_EXTRAIT DU TEXTE_.
+ + + +
Les capons étaient des filous qui mendiaient dans les cabarets, ou des jeunes gens qui jouaient sur le Pont-Neuf, et feignaient de perdre leur argent pour engager les passants à jouer avec eux et exposer le leur.

Les piêtres marchaient avec des potences et contrefaisaient les estropiés.

Les polissons allaient de quatre à quatre, vêtus d’un pourpoint, sans chemise, d’un chapeau sans fond, le bissac sur l’épaule et la bouteille sur le côté.

Les francs-mitoux, le front ceint d’un mouchoir sale, contre-faisant les malades, parvenaient, avec de fortes ligatures, à arrêter les mouvements de l’artère du bras, tombaient en défaillance au milieu des rues, et trompaient les personnes charitables, même les médecins qui venaient à leur secours.

Les callots feignaient d’être guéris de la teigne et de venir de Sainte-Reine, où ils avaient miraculeusement été délivrés de ce mal.

Les hubains portaient un certificat qui attestait que, mordus par un chien enragé, ils s’étaient adressés à saint Hubert, qui les avait guéris.
+ + + +
_CONSIGNE 1_.
Recopiez l'extrait en commençant aux mots « Les polissons allaient » et en vous arrêtant après « délivrés de ce mal. », puis substituez « gale » à « teigne ».
L'extrait et les enregistrements ne proviennent pas de la même source.
+ + + +
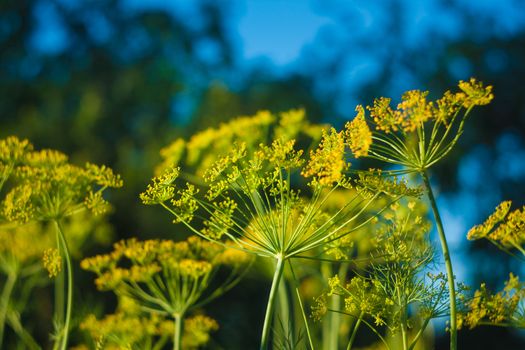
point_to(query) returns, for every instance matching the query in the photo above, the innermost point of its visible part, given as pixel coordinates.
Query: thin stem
(65, 331)
(271, 303)
(354, 331)
(448, 262)
(301, 306)
(177, 334)
(6, 296)
(404, 335)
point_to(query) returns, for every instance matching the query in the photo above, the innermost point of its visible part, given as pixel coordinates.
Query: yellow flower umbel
(203, 148)
(42, 187)
(129, 328)
(393, 283)
(166, 277)
(503, 228)
(418, 133)
(505, 308)
(415, 136)
(252, 200)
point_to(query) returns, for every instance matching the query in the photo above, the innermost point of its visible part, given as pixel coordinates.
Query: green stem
(63, 243)
(271, 303)
(6, 296)
(284, 308)
(177, 335)
(448, 262)
(354, 331)
(303, 314)
(326, 270)
(419, 334)
(404, 337)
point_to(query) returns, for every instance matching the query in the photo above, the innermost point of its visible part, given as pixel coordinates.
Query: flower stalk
(265, 337)
(178, 331)
(64, 333)
(4, 303)
(448, 261)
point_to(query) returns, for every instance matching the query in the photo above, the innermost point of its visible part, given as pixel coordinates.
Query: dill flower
(503, 228)
(327, 163)
(358, 134)
(44, 187)
(504, 308)
(202, 149)
(418, 133)
(124, 329)
(169, 278)
(251, 200)
(392, 284)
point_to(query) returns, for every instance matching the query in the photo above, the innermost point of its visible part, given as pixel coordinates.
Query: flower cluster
(203, 148)
(327, 163)
(45, 186)
(167, 276)
(418, 133)
(504, 308)
(392, 283)
(504, 228)
(358, 134)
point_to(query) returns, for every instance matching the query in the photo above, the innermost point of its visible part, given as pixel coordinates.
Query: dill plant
(506, 230)
(249, 200)
(415, 136)
(395, 291)
(44, 187)
(164, 278)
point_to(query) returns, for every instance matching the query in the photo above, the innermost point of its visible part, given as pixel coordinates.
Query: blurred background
(114, 81)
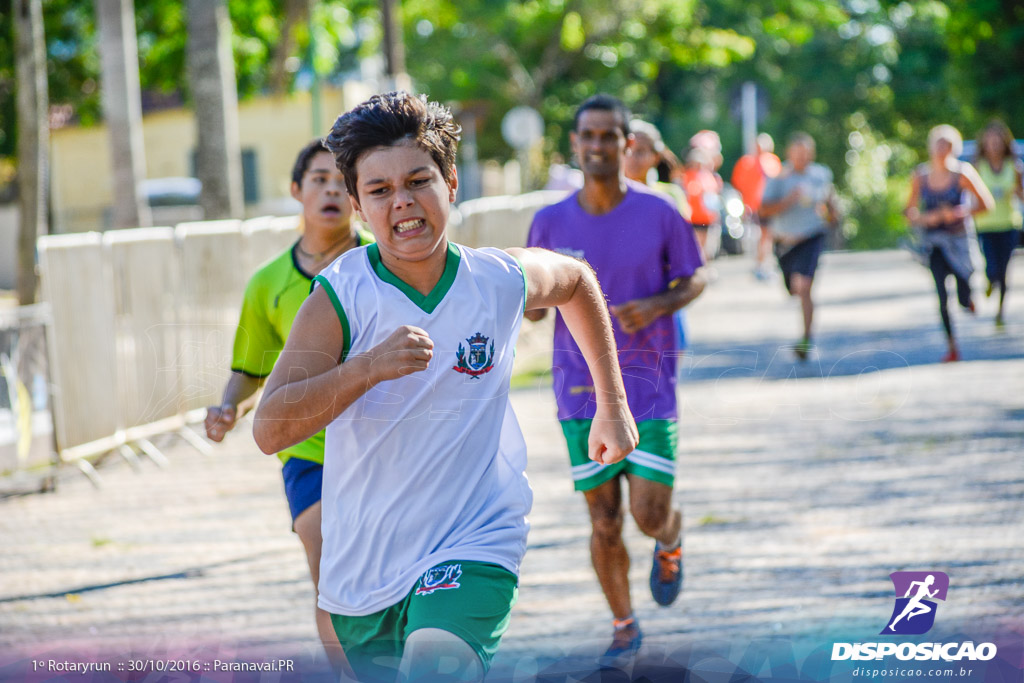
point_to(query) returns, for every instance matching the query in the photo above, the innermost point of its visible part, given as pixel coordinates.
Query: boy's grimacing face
(403, 198)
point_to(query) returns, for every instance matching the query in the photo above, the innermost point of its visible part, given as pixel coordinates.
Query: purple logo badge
(915, 595)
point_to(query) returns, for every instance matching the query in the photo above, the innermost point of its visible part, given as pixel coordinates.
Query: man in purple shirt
(649, 265)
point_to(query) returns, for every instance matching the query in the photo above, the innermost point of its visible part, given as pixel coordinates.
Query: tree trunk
(123, 110)
(394, 46)
(33, 141)
(211, 75)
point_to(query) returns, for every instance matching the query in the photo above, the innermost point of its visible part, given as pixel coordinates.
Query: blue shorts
(303, 481)
(801, 257)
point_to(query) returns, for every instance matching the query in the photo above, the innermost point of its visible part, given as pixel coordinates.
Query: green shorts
(653, 459)
(472, 600)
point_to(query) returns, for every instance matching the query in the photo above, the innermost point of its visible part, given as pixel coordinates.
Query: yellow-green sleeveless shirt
(271, 300)
(1006, 214)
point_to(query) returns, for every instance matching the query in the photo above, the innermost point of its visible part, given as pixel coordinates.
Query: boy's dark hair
(605, 102)
(385, 120)
(305, 157)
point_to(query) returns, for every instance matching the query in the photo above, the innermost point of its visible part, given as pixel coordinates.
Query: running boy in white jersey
(403, 351)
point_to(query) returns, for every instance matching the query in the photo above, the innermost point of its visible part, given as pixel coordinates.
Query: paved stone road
(804, 486)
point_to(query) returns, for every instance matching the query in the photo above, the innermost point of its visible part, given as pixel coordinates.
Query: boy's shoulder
(272, 271)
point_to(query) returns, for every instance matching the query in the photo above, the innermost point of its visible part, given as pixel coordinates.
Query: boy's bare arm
(310, 386)
(553, 280)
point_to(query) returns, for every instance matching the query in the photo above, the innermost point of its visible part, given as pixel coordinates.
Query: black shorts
(801, 257)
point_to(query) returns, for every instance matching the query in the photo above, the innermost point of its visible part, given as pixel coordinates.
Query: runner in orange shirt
(749, 176)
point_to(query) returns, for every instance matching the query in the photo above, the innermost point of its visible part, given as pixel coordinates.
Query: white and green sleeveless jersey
(430, 467)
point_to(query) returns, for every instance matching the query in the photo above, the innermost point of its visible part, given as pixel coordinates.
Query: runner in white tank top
(403, 353)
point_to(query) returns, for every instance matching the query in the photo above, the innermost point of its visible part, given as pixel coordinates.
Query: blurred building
(271, 130)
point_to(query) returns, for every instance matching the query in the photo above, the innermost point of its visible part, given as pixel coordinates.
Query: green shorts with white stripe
(653, 459)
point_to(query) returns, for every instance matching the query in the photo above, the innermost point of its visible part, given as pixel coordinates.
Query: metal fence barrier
(143, 319)
(26, 424)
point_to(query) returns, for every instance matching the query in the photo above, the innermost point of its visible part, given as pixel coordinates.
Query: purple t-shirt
(636, 249)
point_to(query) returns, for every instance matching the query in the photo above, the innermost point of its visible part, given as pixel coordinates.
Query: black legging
(940, 270)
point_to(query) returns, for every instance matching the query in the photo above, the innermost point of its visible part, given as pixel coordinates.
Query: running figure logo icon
(914, 609)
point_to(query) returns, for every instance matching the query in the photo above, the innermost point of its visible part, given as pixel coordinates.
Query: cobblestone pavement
(804, 485)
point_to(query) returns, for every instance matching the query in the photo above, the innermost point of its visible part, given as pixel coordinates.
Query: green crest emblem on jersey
(478, 360)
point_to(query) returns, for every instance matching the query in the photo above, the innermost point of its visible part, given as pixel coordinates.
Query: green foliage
(551, 54)
(866, 78)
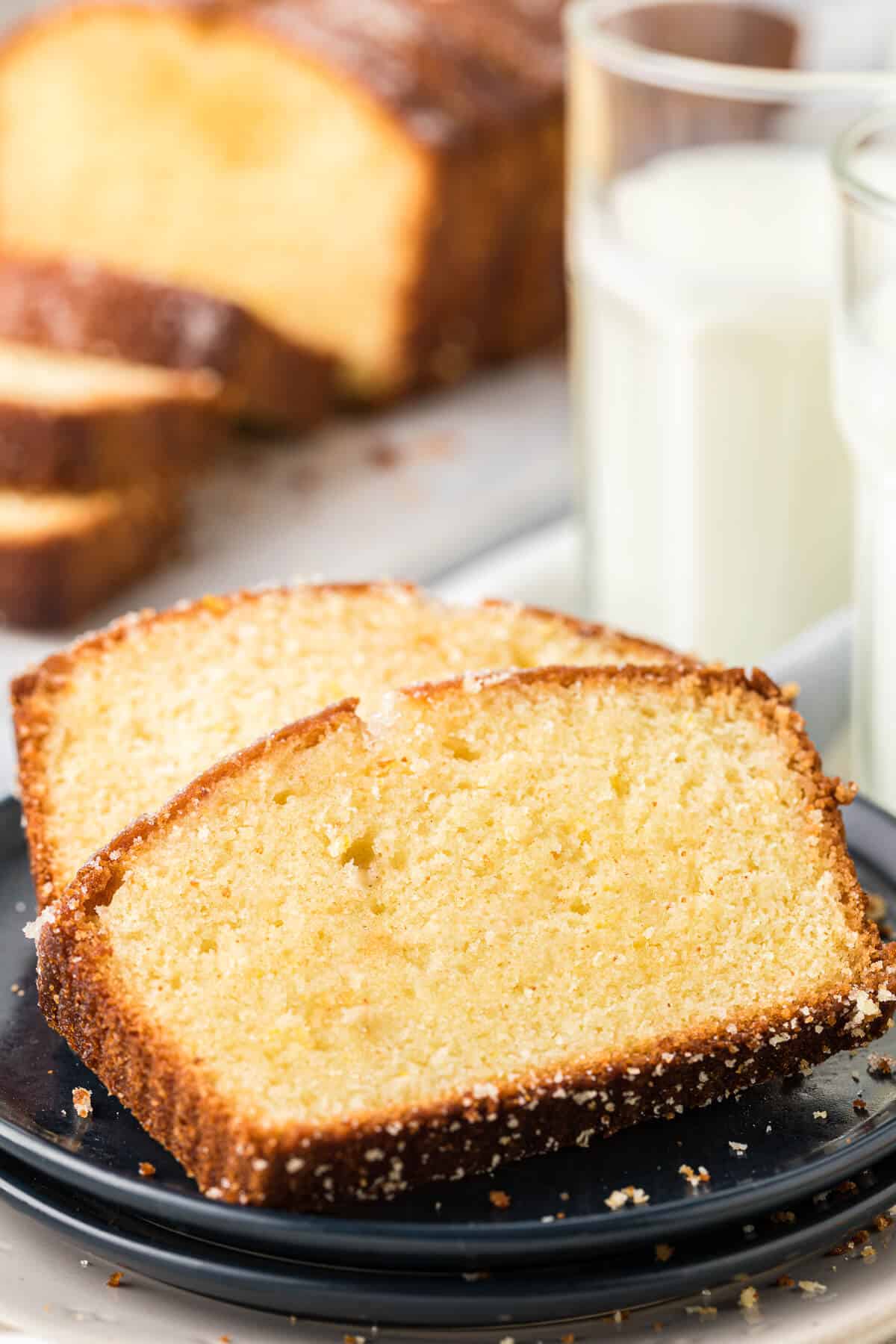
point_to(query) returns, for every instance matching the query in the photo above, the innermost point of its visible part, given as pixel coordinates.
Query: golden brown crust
(480, 90)
(35, 688)
(78, 305)
(381, 1154)
(52, 582)
(107, 447)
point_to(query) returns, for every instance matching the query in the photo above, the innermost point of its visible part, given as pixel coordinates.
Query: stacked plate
(793, 1166)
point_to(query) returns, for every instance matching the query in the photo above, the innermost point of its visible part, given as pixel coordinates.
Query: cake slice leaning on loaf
(637, 875)
(179, 690)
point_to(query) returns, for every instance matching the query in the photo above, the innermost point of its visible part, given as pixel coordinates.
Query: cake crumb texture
(180, 690)
(267, 971)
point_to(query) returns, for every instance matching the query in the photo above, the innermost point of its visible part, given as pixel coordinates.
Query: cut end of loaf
(321, 235)
(638, 875)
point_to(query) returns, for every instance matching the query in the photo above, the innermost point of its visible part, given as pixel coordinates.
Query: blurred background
(282, 295)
+ + + +
_CONSIGNE 2_.
Regroupez en les recopiant toutes les lignes des enregistrements où figure le mot « runner ».

_RÉSULTAT OBTENU 1_.
Les polissons allaient de quatre à quatre, vêtus d’un pourpoint, sans chemise, d’un chapeau sans fond, le bissac sur l’épaule et la bouteille sur le côté.

Les francs-mitoux, le front ceint d’un mouchoir sale, contre-faisant les malades, parvenaient, avec de fortes ligatures, à arrêter les mouvements de l’artère du bras, tombaient en défaillance au milieu des rues, et trompaient les personnes charitables, même les médecins qui venaient à leur secours.

Les callots feignaient d’être guéris de la gale et de venir de Sainte-Reine, où ils avaient miraculeusement été délivrés de ce mal.

_RÉSULTAT OBTENU 2_.
Query: runner in orange shirt
Query: runner in white tank top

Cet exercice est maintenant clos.